**Instructions for the task**
Nothing other than the lines from the one containing "Pick out every instance of the power" through the last line of the data below should be output, each reproduced exactly.

**Supplied data**
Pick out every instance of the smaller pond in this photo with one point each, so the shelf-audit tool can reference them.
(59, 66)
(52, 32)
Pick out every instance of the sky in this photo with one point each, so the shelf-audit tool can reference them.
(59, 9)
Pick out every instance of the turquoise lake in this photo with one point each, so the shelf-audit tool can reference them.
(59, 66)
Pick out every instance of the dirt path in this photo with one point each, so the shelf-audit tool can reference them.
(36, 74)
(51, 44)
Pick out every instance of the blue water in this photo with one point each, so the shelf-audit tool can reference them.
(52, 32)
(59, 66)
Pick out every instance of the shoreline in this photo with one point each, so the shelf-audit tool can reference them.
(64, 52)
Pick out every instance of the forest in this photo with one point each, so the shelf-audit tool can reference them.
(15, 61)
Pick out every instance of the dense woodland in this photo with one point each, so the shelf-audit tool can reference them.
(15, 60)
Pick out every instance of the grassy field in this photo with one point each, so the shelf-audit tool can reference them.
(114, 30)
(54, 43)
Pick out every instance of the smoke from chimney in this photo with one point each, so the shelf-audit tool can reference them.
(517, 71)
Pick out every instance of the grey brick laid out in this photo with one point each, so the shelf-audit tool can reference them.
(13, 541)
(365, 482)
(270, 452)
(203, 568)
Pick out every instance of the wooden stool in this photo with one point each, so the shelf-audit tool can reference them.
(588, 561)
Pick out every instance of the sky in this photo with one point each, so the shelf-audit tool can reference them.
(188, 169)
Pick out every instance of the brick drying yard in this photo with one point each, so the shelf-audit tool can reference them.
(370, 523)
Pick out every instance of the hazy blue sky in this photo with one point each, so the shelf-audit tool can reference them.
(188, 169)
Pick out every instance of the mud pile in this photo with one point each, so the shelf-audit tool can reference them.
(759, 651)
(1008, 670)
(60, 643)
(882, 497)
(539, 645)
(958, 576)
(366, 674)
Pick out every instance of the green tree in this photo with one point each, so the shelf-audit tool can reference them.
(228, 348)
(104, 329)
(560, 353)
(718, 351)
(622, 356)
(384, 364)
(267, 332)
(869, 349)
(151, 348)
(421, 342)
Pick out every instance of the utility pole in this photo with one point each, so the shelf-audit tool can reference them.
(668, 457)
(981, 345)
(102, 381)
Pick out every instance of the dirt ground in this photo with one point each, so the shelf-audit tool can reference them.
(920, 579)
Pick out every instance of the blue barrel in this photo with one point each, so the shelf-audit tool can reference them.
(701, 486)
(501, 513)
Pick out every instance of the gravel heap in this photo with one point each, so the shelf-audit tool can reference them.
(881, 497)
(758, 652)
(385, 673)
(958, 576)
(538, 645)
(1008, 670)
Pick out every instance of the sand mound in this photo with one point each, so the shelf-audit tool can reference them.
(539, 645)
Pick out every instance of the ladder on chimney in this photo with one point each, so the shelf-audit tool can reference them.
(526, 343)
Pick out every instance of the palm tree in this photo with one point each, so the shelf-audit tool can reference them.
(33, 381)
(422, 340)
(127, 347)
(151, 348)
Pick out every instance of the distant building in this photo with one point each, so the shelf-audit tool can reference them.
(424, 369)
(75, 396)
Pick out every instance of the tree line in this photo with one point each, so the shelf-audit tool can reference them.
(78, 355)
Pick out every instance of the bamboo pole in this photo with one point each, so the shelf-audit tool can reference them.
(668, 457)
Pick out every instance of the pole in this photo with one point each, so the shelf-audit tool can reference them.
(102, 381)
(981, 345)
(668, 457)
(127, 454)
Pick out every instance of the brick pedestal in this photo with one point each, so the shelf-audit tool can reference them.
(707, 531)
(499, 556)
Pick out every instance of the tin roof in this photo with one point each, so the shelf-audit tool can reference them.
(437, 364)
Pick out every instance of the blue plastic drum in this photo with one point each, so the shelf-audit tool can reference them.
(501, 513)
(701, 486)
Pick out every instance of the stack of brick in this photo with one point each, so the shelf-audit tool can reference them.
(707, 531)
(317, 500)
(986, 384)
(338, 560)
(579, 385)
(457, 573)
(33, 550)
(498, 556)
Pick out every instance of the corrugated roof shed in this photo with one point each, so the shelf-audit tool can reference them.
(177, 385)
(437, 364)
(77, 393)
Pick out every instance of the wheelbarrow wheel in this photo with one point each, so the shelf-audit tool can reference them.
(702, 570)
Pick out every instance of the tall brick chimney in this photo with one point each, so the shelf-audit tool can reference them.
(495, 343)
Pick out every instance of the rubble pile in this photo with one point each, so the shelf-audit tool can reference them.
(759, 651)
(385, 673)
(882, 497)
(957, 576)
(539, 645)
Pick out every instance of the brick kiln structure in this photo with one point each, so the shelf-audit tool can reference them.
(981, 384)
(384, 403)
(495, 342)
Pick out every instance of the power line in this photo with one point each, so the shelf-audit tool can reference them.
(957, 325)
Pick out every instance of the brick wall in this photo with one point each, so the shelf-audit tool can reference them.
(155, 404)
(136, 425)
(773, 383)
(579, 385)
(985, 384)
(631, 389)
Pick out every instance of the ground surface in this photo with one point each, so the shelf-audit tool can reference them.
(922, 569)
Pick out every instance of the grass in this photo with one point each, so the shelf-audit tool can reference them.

**Completed exercise**
Pick out every instance of the power line in this photo with one point each, so the shelf-audit tool can reference them.
(957, 325)
Pick out every instance of the brick wall in this photo with one point each, so the shelf-audit tool can reference them.
(155, 404)
(136, 425)
(773, 383)
(579, 385)
(985, 384)
(631, 389)
Pick out every instance of the ground surface in this photo with one point each, so the shelf-audit tool can reference them.
(922, 569)
Pick out every instance of the grass in this photo with one point each, so the shelf-audit tool can reference them.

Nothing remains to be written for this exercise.